=== Exercise description ===
Rewrite the rows from the line containing "If you could indicate the black leggings" through the end, both included, with the requests kept as they are. Multiply each point coordinate in the answers by 1.65 and round to whole numbers, with halves going up, but leave the sample numbers under each request unchanged.

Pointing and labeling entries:
________________________________________

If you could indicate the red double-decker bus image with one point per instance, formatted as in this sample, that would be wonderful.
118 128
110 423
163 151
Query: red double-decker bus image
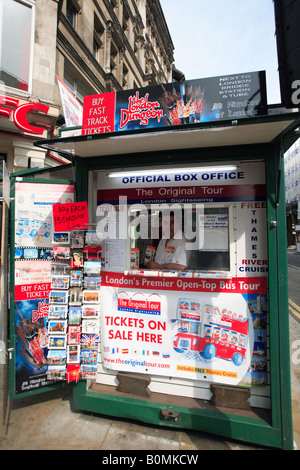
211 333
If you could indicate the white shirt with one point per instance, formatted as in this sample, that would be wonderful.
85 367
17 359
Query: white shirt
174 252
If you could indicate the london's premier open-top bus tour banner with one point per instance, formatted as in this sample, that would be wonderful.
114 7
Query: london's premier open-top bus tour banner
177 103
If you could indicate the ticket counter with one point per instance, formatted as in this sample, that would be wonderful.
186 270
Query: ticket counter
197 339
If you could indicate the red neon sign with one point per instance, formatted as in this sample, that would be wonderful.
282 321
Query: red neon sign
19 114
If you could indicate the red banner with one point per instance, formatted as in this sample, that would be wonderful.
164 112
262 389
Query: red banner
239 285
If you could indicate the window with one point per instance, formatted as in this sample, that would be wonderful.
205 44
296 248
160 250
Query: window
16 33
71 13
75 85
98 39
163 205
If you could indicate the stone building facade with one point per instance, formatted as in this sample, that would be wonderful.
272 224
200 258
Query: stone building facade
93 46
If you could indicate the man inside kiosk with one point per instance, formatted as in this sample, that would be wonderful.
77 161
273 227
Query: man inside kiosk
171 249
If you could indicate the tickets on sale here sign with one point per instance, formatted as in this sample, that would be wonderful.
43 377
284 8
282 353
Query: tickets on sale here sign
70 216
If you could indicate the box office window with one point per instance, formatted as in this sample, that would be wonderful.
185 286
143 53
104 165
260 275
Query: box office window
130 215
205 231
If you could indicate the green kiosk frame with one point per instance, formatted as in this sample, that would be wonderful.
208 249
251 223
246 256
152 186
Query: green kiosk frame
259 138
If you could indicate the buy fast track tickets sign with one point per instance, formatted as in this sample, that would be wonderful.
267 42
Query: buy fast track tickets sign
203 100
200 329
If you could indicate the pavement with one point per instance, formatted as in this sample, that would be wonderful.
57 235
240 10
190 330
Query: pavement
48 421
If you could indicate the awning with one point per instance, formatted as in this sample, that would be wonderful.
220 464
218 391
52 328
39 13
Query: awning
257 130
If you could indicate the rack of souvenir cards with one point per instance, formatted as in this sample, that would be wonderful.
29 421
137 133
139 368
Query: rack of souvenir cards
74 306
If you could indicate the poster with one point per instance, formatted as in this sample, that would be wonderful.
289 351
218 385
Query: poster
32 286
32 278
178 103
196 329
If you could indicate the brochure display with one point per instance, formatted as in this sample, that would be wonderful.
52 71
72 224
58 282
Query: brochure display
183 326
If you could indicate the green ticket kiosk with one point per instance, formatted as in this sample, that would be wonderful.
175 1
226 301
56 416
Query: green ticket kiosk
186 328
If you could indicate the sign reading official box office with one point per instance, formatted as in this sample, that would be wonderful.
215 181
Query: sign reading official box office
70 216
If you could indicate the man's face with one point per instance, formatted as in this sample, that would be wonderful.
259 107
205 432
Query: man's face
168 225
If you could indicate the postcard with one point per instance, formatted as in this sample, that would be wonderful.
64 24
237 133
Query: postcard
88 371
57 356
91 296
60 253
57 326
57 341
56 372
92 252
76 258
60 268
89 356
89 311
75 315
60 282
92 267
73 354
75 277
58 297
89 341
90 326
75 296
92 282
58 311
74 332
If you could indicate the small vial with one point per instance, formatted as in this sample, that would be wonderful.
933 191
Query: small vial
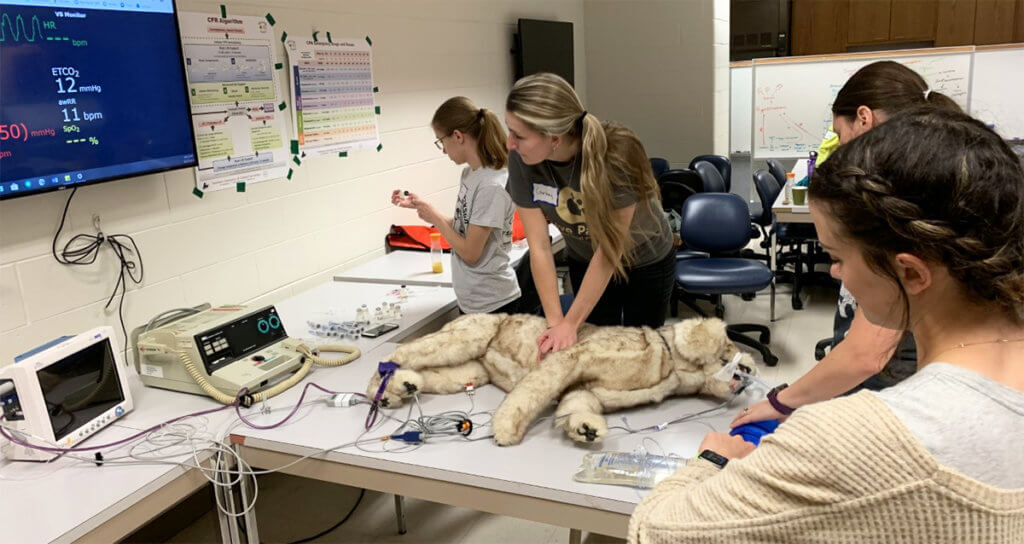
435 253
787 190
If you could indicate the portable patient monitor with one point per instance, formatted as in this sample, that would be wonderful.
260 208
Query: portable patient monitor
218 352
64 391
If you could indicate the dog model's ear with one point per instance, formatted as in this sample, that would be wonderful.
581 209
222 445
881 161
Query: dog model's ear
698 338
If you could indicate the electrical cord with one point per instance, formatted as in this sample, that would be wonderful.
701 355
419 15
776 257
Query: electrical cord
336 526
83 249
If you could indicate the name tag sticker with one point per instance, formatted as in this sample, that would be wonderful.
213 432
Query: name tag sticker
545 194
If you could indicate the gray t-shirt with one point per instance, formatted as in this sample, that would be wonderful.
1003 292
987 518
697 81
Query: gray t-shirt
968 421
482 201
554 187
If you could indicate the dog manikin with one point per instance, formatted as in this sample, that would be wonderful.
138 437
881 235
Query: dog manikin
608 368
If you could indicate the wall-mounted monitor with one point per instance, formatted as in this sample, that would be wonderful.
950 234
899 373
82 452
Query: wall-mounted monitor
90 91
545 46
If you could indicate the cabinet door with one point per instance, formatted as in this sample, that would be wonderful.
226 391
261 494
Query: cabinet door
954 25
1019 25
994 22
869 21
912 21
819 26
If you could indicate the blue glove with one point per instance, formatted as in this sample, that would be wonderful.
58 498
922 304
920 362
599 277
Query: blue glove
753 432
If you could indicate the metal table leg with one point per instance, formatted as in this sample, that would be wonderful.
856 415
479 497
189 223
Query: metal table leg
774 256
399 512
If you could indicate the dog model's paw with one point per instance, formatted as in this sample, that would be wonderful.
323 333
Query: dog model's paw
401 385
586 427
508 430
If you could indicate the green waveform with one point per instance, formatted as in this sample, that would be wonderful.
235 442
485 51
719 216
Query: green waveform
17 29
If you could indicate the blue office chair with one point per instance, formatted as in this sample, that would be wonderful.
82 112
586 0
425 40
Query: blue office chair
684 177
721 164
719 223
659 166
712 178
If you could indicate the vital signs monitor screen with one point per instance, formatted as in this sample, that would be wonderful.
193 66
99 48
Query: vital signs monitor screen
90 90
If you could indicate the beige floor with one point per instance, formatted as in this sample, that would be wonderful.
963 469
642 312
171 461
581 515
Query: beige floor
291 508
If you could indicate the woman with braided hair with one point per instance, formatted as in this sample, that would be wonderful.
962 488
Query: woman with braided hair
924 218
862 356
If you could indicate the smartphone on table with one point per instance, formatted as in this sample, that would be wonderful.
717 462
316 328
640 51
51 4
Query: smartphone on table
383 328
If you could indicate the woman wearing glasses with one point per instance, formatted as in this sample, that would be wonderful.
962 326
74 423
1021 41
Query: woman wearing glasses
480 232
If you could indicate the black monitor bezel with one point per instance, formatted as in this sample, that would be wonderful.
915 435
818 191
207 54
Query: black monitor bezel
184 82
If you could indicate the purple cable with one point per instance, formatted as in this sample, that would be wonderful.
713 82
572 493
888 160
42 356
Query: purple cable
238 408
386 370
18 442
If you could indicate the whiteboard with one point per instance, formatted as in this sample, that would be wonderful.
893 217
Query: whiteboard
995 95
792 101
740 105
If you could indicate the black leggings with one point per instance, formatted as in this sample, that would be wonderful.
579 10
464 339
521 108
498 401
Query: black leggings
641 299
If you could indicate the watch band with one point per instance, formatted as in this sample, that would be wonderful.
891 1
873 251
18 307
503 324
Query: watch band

________________________________________

=== Exercise solution ===
If you could indicate the black leggings with one point per instance, formatted as in this sample, that would be wonderful.
579 10
464 339
521 108
498 401
Query: black leggings
1058 493
If you could indicate the watch band with one point per instance, formatted as in this sample, that would be wonderful.
891 1
873 251
18 307
503 324
Query: watch band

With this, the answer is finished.